### TEXT SECTION
One option is a spray tanning booth, where an attendant, or the machine itself, sprays your uncovered skin with a chemical (like DHA) that turns it darker — eventually, for a week or so. There’s no sun exposure, but is this safe in other ways? That’s still uncertain.

The U.S. Food and Drug Administration hasn’t approved spray-on tanning booths because it hasn’t been given enough safety information on them to make a judgement. The FDA’s concern is not about the DHA used in the spray — it’s that the DHA may make its way onto body parts it’s not safe for.

DHA is approved as a color additive for the body, except for the lips, eye area, and, as the FDA puts it, “other areas covered by mucous membrane.”  Since nobody really wants to think of their lips as covered by . . . well . . . let’s move on. If you want to see a detailed definition of the eye area, go here.

### WORK REQUEST 1
Answer from the spray tanning passage:
(a) Who or what sprays the skin in a spray tanning booth?
(b) About how long does the darker skin color last?
(c) Which body areas is DHA not approved for?
### WORK REQUEST 2
Decide whether each statement agrees with the spray tanning passage. Answer yes or no, and quote the words that settle it.
(a) The FDA has approved spray-on tanning booths.
(b) The FDA's concern is the DHA used in the spray.
(c) A spray tanning booth involves no sun exposure.
### WORK REQUEST 3
Resume the spray tanning passage, starting after its last sentence.

Image-grounded pointing listing:
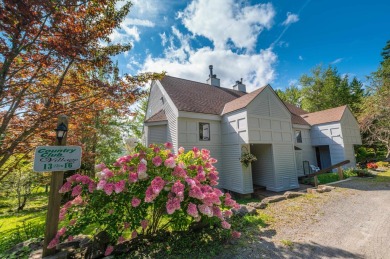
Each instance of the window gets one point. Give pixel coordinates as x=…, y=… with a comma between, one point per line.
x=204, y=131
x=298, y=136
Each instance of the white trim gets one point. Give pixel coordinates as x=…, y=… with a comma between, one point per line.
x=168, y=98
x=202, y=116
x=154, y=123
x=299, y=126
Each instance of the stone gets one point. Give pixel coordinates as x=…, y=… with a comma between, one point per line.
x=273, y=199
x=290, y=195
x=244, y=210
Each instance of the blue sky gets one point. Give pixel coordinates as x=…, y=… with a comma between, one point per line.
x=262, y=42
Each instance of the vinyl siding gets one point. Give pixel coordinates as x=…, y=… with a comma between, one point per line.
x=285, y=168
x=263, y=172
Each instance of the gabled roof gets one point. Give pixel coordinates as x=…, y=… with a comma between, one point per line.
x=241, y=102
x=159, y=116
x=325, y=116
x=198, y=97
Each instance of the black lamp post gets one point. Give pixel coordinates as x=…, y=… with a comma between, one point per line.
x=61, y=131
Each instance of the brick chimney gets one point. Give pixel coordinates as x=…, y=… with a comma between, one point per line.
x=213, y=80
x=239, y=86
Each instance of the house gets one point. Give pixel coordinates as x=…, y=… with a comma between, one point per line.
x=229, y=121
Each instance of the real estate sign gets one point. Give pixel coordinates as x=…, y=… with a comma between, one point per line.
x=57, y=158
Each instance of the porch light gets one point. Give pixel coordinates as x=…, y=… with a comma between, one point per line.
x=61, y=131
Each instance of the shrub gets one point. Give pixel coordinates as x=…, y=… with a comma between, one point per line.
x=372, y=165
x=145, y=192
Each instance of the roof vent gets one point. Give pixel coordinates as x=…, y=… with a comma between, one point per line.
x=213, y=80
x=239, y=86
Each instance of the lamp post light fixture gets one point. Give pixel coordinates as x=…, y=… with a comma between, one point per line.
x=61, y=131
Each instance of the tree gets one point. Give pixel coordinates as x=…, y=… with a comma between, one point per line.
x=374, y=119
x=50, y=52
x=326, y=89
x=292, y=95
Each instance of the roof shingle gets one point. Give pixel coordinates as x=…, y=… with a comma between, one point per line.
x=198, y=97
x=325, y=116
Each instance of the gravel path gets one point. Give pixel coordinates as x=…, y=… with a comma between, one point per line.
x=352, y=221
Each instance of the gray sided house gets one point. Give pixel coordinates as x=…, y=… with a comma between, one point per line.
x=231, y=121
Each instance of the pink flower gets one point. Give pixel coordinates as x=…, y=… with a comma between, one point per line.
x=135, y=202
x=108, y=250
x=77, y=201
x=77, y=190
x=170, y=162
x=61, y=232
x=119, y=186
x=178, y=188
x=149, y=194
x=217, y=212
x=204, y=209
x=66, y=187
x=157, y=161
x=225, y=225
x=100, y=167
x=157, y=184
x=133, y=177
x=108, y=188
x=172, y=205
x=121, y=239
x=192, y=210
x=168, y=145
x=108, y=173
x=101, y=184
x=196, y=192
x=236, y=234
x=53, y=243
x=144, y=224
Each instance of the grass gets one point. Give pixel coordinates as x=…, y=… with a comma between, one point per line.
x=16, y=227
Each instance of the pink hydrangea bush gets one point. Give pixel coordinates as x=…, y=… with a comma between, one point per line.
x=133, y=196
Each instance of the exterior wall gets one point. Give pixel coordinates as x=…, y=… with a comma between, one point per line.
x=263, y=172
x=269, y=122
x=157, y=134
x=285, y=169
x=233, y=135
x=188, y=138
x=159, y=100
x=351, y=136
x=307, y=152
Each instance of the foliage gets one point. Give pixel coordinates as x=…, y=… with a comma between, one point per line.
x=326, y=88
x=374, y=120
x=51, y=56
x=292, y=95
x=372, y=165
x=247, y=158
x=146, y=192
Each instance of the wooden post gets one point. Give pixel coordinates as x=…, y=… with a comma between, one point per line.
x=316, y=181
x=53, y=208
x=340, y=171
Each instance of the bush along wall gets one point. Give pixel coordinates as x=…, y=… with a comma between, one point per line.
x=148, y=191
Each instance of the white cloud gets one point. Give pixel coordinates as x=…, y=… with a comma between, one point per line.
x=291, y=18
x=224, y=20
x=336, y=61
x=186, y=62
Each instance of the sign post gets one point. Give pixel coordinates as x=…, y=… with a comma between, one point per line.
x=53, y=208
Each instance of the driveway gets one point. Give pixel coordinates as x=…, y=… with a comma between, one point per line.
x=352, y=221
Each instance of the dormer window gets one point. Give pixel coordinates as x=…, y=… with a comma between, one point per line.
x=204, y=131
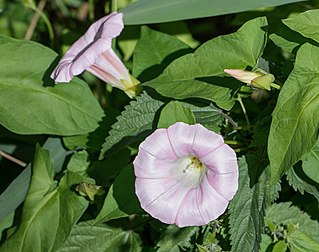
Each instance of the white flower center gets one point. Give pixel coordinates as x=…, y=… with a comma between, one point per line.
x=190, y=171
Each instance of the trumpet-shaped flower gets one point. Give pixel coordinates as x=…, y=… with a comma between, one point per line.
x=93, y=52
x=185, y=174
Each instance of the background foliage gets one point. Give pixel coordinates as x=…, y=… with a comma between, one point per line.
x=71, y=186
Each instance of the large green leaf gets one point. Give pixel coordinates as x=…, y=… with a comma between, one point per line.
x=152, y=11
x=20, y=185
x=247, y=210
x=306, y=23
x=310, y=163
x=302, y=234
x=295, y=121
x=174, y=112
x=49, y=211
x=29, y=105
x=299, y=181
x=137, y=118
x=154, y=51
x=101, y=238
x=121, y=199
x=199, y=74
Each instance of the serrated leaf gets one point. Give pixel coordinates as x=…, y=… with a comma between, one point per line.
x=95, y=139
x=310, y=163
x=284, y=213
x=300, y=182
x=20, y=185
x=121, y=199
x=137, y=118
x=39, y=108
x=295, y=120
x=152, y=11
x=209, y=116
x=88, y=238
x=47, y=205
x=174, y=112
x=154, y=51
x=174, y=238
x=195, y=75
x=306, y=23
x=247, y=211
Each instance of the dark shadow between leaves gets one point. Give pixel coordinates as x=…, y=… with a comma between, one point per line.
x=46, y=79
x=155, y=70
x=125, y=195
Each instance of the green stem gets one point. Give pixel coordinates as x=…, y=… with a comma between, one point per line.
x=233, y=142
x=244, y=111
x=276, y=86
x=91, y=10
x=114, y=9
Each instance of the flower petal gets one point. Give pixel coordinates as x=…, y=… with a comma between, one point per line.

### TASK OUTPUT 1
(a) An attendant or the machine itself.
(b) For a week or so.
(c) The lips, the eye area and "other areas covered by mucous membrane."

### TASK OUTPUT 2
(a) No: "The U.S. Food and Drug Administration hasn’t approved spray-on tanning booths"
(b) No: "The FDA’s concern is not about the DHA used in the spray"
(c) Yes: "There’s no sun exposure"

### TASK OUTPUT 3
When you apply tanning products with DHA at home, by hand, it’s pretty easy to avoid the no-go areas. When you’re standing in a small space being sprayed all over by another person or a machine, it may not be. Often, you even end up inhaling the spray. There are reports of spray tanning customers suffering from coughing, dizziness, and fainting. New research also suggests a possible danger of lung cancer and DNA damage.

After an ABC Nightline report on the lack of face protection in many tanning booths (in fact, staff discouraged undercover reporters from wearing protection because it would keep the face from tanning), the industry seems to be growing more safety conscious. Of course, consumers still need to look out for themselves.

Before you get a spray tan in one of these booths, the FDA advises you to find out if you’ll have protection from:

  • exposure in the entire area of the eyes, in addition to the eyes themselves
  • exposure on the lips and all parts of the body covered by mucous membrane
  • internal exposure caused by inhaling or ingesting the product

If you have any concerns, you may be better off doing it yourself at home.